Task set
• 1. From the blog post about celebrity splits with French partners, extract the part that opens with the words containing "downloadJohanssen joins a" and closes with "boyfriend Franklin Ohanessian.".
• 2. Answer these questions from the blog post about celebrity splits with French partners:
(a) How long after marrying Romain Dauriac is the actress filing for divorce?
(b) In which film did Olivier Martinez leap onto the world scene?
(c) How many years of marriage came before Kristen Scott Thomas's split in 2005?

Text

5th June 2017 by Helena 1 Comment  

Not even Scarlett Johanssen could do it. Hang on to a French husband that is. Two and a half years after she married Romain Dauriac the father of her daughter Rose, the actress is filing for divorce. She doesn’t give a reason, but in an interview a few months ago talked about how impossible monogamy is. Especially for Frenchmen, she could have added.

downloadJohanssen joins a long list of illustrious women who have loved and lost a la française.

In January this year pop princess Cheryl Cole split from her French husband Jean-Bernard citing unreasonable behaviour. The actress Gemma Arterton has broken up with her boyfriend Franklin Ohanessian.

When the sexy French actor Olivier Martinez leapt onto the world scene in the film The Horseman on the Roof and announced that “Madame a déjà un escort” we all wanted to be that Madame. Halle Berry and Kylie Minouge both were, for a while, but neither lasted the course. Perhaps though the most shocking of all news of the split between Kristen Scott Thomas (who is as close to being a French woman as you can possibly be without being actually being French) and her gynaecologist husband in 2005 after 18 years of marriage. The rumour at the time was that she was having an affair with the actor Tobias Menzies, but there were bound to be some Gallic issue underlying the split.

Provided material
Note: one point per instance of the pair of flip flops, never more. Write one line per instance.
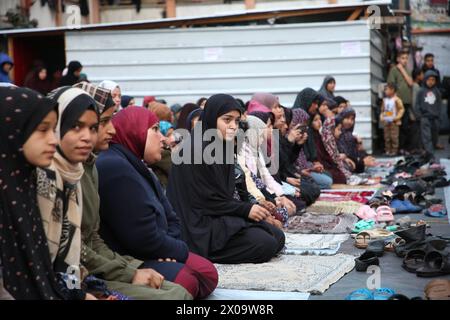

Exercise responses
• 1.
downloadJohanssen joins a long list of illustrious women who have loved and lost a la française.

In January this year pop princess Cheryl Cole split from her French husband Jean-Bernard citing unreasonable behaviour. The actress Gemma Arterton has broken up with her boyfriend Franklin Ohanessian.

• 2.
(a) Two and a half years.
(b) The Horseman on the Roof.
(c) 18 years.